-- SELECTED TEXT follows --
High Frequency Percussive Ventilation in Hypersecretive Tracheostomized Patients

The incidence of pulmonary complications such as pulmonary atelectasis, pneumonia (including ventilator-associated pneumonia), and acute respiratory failure is high in critical care patients. The incidence of ventilator-associated pneumonia can be as high as 27% amongst mechanically ventilated patients. Studies have shown that 16% of critically ill patients have been reported to develop acute respiratory failure, which is associated with prolonged intensive care unit stay, resulting in significantly higher mortality than non-respiratory failure patients. Increased morbidity and mortality contribute to the burden on the health care system and lead to poor health-related outcomes. Multimodal physiotherapy plays a role in the management of these critically ill patients. High frequency percussive ventilation (HFPV) is used in patients with underlying pulmonary atelectasis, excessive airway secretions, and respiratory failure. HFPV is a non-continuous form of high-frequency ventilation delivered by a pneumatic device that provides small bursts of sub-physiological tidal breaths at a frequency of 60-600 cycles/minute superimposed on a patient's breathing cycle. The high-frequency breaths create shear forces causing dislodgement of the airway secretions. Furthermore, the HFPV breath cycle has an asymmetrical flow pattern characterized by larger expiratory flow rates, which may propel the airway secretions towards the central airway. In addition, the applied positive pressure recruits the lung units, resulting in a more homogeneous distribution of ventilation and improved gas exchange. In acute care and critical care settings, HFPV intervention is used in a range of patients, from spontaneously breathing patients to those receiving invasive mechanical ventilation where HFPV breaths can be superimposed on a patient's breathing cycle or superimposed on breaths delivered by a mechanical ventilator. The most common indications for HFPV use are reported as removal of excessive bronchial secretions, improving gas exchange, and recruitment of atelectatic lung segments. This study aims to assess the lung physiological response to HFPV in terms of aeration and ventilation distribution.
-- SELECTED TEXT concluded --
* **EXERCISE**
According to the text on high frequency percussive ventilation, how does HFPV help clear airway secretions? Answer in one to three sentences. Nothing in the listing is needed.
-- DATA EXTRACTS follows --
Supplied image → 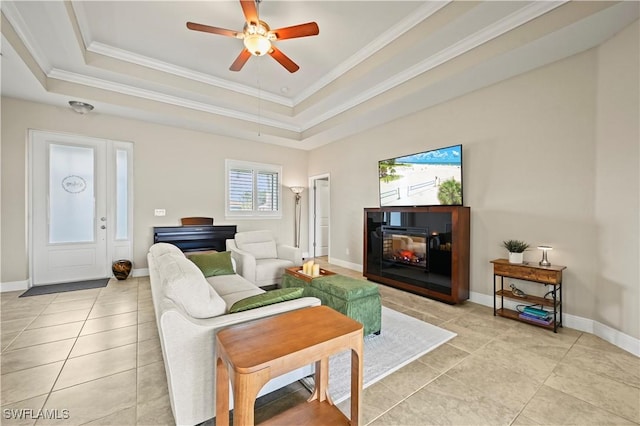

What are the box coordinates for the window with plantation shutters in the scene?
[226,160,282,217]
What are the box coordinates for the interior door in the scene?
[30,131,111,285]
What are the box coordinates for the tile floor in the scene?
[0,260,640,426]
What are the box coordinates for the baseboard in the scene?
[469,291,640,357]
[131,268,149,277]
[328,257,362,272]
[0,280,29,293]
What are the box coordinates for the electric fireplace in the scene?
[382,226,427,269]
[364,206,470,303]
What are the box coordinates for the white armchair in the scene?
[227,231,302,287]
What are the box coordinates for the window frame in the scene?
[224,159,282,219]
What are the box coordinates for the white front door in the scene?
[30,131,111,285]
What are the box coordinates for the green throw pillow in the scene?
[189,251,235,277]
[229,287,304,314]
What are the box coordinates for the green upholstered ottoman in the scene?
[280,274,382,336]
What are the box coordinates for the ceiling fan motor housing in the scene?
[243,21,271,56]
-- DATA EXTRACTS concluded --
-- DATA EXTRACTS follows --
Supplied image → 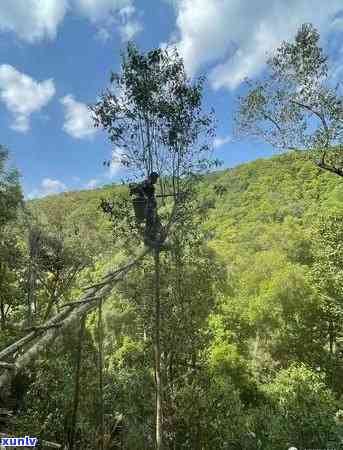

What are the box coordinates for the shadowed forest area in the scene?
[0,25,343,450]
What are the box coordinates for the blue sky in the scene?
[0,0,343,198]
-- DATA EXTRACTS concluded --
-- DATA EXTRACTS follows --
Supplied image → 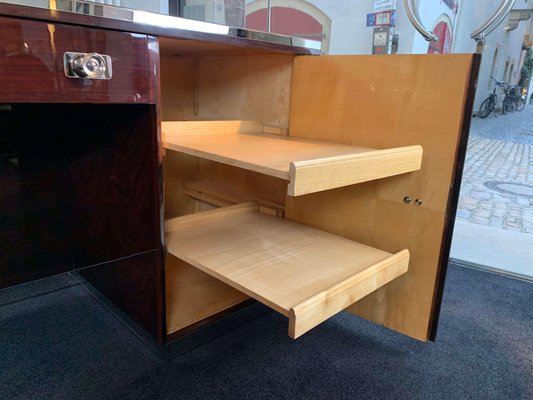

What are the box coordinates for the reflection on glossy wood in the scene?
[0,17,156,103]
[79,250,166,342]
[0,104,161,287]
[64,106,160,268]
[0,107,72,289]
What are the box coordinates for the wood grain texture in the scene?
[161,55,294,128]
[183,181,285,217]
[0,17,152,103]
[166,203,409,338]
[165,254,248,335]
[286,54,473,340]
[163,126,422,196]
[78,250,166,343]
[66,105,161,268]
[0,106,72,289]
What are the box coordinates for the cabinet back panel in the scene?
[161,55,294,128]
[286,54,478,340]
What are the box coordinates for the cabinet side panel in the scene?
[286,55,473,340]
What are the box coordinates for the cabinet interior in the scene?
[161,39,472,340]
-- DATA EXTRACTS concluded --
* **ANSWER AREA**
The high-frequency breaths create shear forces that dislodge the airway secretions. The breath cycle's asymmetrical flow pattern, with larger expiratory flow rates, may then propel those secretions toward the central airway.